_What needs to be done_.
Copy out the entire piece titled "Ecological Politics and Riprap" word for word, from its date line to its final line.

_Document extract_.
----
Wednesday, May 27, 2015

Ecological Politics and Riprap

It's obviously human hubris to think we can destroy the planet, can destroy life. It's just another exaggeration of ourselves.

 A kind of bottom line is that all human activity is as trivial as anything else. We can humbly acknowledge that and excuse ourselves from exaggerating our importance, even as a threat, and also recognize the scale and the beauty of things. And then go to work. Don't imagine that we're doing ecological politics to save the world. We're doing ecological politics to save ourselves, to save our souls. It's a personal exercise in character and in manners. It's a matter of etiquette. It's a matter of living right. It's not that the planet requires us to be good to it. It's that we must do it because it's an aesthetic and ethical choice.

 Those issues are all real, but they're not total. And the power of the universe far surpasses any damage we can do to it.

Gary Snyder, Tricycle Magazine interview, adapted from Nobody Home: Writing, Buddhism and Living in Places, by Julia Martin and Gary Snyder 

If you're like me, you feel a rising panic about the state of the ecological world. You feel inadequate to the task and perhaps even complicit. You feel like your thoughts are free-floating and ineffectual. Your attempts to reduce your carbon footprint, to tread lightly, to support environmental causes seem paltry in the face of population explosions, oil-slicked animals along the coast, a contaminated food supply, and an over-medicated population whose urine and feces are laced with chemicals that are then flushed into the water and recycled, squirted from our breasts into babies' mouths and onward. That was a hellish sentence, no?

I read Gary Snyder's provocative words, excerpted above, and felt, if not comforted, then galvanized. I'd love to hear what you think of them -- even if you have no Buddhist leanings.

Here's a Gary Snyder poem -- one of my favorites:


Lay down these words
Before your mind like rocks.
----
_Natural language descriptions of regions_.
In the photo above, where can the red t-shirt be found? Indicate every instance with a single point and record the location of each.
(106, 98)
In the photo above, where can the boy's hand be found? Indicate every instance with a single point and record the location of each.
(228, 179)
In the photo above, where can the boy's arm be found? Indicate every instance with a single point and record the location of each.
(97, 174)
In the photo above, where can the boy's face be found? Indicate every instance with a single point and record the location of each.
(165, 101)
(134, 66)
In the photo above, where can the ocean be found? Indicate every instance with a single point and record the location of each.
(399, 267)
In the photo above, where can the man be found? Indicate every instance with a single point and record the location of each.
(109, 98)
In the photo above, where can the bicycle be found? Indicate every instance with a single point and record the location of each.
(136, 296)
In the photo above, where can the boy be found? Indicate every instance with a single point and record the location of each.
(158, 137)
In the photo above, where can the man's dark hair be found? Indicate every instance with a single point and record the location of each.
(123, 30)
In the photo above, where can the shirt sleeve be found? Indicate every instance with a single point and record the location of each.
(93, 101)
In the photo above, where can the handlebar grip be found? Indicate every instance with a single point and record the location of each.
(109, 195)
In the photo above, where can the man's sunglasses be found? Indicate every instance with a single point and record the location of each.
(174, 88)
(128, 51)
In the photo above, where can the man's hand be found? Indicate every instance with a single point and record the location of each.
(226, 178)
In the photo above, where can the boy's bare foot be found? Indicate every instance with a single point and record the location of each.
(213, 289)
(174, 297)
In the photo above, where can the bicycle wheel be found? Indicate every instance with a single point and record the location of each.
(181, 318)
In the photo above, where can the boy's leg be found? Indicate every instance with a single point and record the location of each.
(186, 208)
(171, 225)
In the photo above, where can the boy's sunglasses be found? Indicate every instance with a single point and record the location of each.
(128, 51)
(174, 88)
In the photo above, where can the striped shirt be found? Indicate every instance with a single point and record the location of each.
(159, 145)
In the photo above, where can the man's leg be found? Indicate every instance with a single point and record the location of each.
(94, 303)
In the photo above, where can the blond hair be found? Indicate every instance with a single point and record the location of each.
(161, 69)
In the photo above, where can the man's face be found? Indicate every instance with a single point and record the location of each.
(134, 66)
----
_Written answer_.
Wednesday, May 27, 2015

Ecological Politics and Riprap

It's obviously human hubris to think we can destroy the planet, can destroy life. It's just another exaggeration of ourselves.

 A kind of bottom line is that all human activity is as trivial as anything else. We can humbly acknowledge that and excuse ourselves from exaggerating our importance, even as a threat, and also recognize the scale and the beauty of things. And then go to work. Don't imagine that we're doing ecological politics to save the world. We're doing ecological politics to save ourselves, to save our souls. It's a personal exercise in character and in manners. It's a matter of etiquette. It's a matter of living right. It's not that the planet requires us to be good to it. It's that we must do it because it's an aesthetic and ethical choice.

 Those issues are all real, but they're not total. And the power of the universe far surpasses any damage we can do to it.

Gary Snyder, Tricycle Magazine interview, adapted from Nobody Home: Writing, Buddhism and Living in Places, by Julia Martin and Gary Snyder 

If you're like me, you feel a rising panic about the state of the ecological world. You feel inadequate to the task and perhaps even complicit. You feel like your thoughts are free-floating and ineffectual. Your attempts to reduce your carbon footprint, to tread lightly, to support environmental causes seem paltry in the face of population explosions, oil-slicked animals along the coast, a contaminated food supply, and an over-medicated population whose urine and feces are laced with chemicals that are then flushed into the water and recycled, squirted from our breasts into babies' mouths and onward. That was a hellish sentence, no?

I read Gary Snyder's provocative words, excerpted above, and felt, if not comforted, then galvanized. I'd love to hear what you think of them -- even if you have no Buddhist leanings.

Here's a Gary Snyder poem -- one of my favorites:


Lay down these words
Before your mind like rocks.